PROBLEM DETAILS:
Lay out as a numbered list the lines between the one holding "task: trace the outline of the farm field" and the one holding "[[[180,105],[176,100],[138,100],[138,106],[147,114],[170,111]]]", inclusive, with blank lines left out.

# RECORDS TO PROCESS start

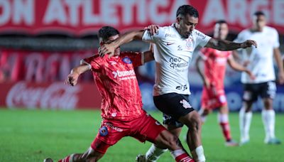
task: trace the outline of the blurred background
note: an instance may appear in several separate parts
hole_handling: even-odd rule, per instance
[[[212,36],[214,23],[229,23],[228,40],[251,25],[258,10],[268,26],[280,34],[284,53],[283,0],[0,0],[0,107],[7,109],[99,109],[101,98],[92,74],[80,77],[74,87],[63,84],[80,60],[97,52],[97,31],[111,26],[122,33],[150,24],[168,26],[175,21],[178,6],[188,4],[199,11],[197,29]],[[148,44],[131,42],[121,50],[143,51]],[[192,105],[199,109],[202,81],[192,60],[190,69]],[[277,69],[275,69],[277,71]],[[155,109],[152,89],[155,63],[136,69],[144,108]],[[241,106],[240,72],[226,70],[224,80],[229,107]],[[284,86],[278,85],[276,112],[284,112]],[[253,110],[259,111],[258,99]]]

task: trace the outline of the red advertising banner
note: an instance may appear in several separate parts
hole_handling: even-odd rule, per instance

# RECORDS TO PROCESS end
# RECORDS TO PROCESS start

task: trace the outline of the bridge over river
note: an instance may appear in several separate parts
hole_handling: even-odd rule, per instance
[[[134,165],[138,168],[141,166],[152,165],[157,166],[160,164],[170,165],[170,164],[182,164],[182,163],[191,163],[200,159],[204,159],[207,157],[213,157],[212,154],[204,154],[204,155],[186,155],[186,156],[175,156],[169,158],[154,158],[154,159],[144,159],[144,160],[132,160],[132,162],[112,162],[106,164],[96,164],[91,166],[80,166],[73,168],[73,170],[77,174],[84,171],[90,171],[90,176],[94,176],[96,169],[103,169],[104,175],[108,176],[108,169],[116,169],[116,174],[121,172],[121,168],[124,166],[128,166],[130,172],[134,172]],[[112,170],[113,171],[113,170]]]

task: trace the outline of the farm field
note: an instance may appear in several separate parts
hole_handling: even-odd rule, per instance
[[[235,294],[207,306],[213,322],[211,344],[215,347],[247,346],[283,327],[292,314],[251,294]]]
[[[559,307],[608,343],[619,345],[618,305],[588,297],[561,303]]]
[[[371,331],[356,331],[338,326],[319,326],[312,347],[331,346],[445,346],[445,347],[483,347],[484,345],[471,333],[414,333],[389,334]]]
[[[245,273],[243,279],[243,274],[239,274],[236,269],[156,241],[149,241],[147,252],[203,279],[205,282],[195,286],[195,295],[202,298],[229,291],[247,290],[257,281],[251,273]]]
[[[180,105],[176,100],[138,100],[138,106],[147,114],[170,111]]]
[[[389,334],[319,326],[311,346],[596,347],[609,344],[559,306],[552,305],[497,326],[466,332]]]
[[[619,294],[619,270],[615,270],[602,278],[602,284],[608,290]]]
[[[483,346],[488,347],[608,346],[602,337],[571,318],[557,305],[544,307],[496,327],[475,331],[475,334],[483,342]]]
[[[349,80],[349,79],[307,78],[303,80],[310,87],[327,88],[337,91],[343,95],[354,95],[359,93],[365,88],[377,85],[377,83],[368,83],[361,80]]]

# RECORDS TO PROCESS end

RESULT FOR THIS EXERCISE:
1. task: trace the outline of the farm field
2. note: an instance may appear in several separate parts
3. hole_handling: even-odd rule, per instance
4. [[[235,294],[207,306],[213,322],[211,344],[215,347],[247,346],[283,327],[292,314],[251,294]]]
5. [[[559,307],[608,343],[619,345],[618,305],[588,297],[561,303]]]
6. [[[371,331],[356,331],[338,326],[319,326],[312,347],[331,346],[445,346],[445,347],[483,347],[484,345],[471,333],[414,333],[389,334]]]
7. [[[245,273],[243,279],[243,274],[239,274],[236,269],[156,241],[149,241],[147,252],[203,279],[205,282],[195,286],[195,295],[202,298],[229,291],[247,290],[257,281],[251,273]]]
8. [[[180,105],[176,100],[138,100],[138,106],[147,114],[170,111]]]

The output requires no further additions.